Could you print every record below exactly as it appears?

**Data to use:**
* * *

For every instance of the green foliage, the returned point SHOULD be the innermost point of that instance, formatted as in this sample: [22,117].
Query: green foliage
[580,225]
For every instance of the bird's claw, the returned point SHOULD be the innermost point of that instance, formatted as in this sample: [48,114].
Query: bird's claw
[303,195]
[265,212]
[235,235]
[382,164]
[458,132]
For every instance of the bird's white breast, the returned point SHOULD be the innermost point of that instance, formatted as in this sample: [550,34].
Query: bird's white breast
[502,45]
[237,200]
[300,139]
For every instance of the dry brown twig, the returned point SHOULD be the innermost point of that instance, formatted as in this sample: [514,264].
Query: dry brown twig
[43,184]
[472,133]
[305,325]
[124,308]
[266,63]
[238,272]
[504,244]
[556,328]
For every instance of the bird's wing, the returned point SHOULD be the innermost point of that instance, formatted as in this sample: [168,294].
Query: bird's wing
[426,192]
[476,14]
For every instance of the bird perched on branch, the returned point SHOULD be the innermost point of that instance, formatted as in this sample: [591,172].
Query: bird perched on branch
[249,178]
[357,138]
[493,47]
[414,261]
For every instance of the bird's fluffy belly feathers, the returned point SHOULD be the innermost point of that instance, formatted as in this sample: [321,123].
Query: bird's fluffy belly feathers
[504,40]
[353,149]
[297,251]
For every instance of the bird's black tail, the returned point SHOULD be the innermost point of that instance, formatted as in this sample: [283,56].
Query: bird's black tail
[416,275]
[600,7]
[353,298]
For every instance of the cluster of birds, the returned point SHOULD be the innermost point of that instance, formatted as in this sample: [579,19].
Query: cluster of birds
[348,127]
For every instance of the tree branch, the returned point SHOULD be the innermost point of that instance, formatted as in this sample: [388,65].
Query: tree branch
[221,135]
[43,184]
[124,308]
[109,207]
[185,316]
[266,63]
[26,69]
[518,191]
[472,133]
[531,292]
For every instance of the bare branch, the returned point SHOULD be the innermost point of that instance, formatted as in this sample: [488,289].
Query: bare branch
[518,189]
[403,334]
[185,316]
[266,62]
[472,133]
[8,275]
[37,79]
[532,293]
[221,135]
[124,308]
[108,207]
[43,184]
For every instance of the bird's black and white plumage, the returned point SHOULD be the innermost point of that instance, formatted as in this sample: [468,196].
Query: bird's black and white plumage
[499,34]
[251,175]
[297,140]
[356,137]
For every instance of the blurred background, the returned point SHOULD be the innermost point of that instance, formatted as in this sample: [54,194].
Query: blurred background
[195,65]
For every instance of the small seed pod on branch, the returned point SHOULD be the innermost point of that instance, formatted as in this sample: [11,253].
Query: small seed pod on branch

* * *

**Solution:**
For every instance of the green foliage, the returned point SHOULD be the innermost point of that instance, formatted as in this sample: [22,117].
Query: green foliage
[580,225]
For every instance of the bird's claw, the returned point SHOULD be the innermost point of that instance, formatted as in this sample: [48,114].
Query: bird's claw
[303,195]
[265,212]
[235,235]
[382,164]
[458,132]
For every instance of the bird's white breast, the returned point SHOULD be the innermost point of that instance, formatted as in this sample: [550,34].
Query: bird's white breast
[502,45]
[237,200]
[300,139]
For every instance of the dry brown twig, the returned point SHOULD be the innermost point of that instance, formatted as in this sample: [514,264].
Query: dry brown twig
[43,184]
[472,133]
[305,325]
[124,308]
[266,63]
[238,272]
[504,244]
[556,328]
For every instance of the bird's wing, the returned point SHOULD be the innermost point of that instance, formatted as in this sample: [168,294].
Query: bird's wing
[426,192]
[476,14]
For every instance of the bird perched on branch, the returned point SHOULD be the innermost point of that instance, formatted as in this sample: [591,172].
Query: bird perched on branch
[249,178]
[357,138]
[493,47]
[414,261]
For every instance of the bird's fluffy belly feathers, the returned point SHOULD be the innermost point of that instance, formatted as in this sample: [321,123].
Query: bird's fluffy belly feathers
[504,40]
[353,149]
[297,251]
For every instance of the bird's black tail, the returned point SHOULD be the innermost point of that instance, formatted as in this sample: [283,56].
Query: bird's black tail
[416,275]
[600,7]
[353,298]
For every instance of the cluster of birds, the returned point SHOULD be the innermost point of that instance, formatted as in this sample: [579,19].
Query: cluster of birds
[348,127]
For every instance of the tree branch, the returned point SHOULD be the innermost point of that instance, formatted as in this sample: [388,65].
Query: tree branch
[221,135]
[43,184]
[124,308]
[109,207]
[185,316]
[266,63]
[26,69]
[518,191]
[472,133]
[531,292]
For every instance of the bare branch, the returned point SHOULD be the innermost point of that instance, formatted as in this sample: [488,289].
Query: bare branch
[518,189]
[403,334]
[185,316]
[266,62]
[472,133]
[8,275]
[37,79]
[532,293]
[221,135]
[124,308]
[108,207]
[43,184]
For every instance of the bird's black and white plumage, the returned point SHOULD be the innermost point of that instance, formatted as in this sample: [468,196].
Query: bird's black and white plumage
[499,34]
[251,175]
[297,140]
[356,137]
For every instance of the blurred background, the returned point SHOULD be the innermost point of that instance, formatted as in this sample: [54,194].
Query: blurred background
[195,65]
For every instance of the small seed pod on branch, the returned point SHOULD be the innermost point of that instance, formatted as in this sample: [11,253].
Query: small seed pod on branch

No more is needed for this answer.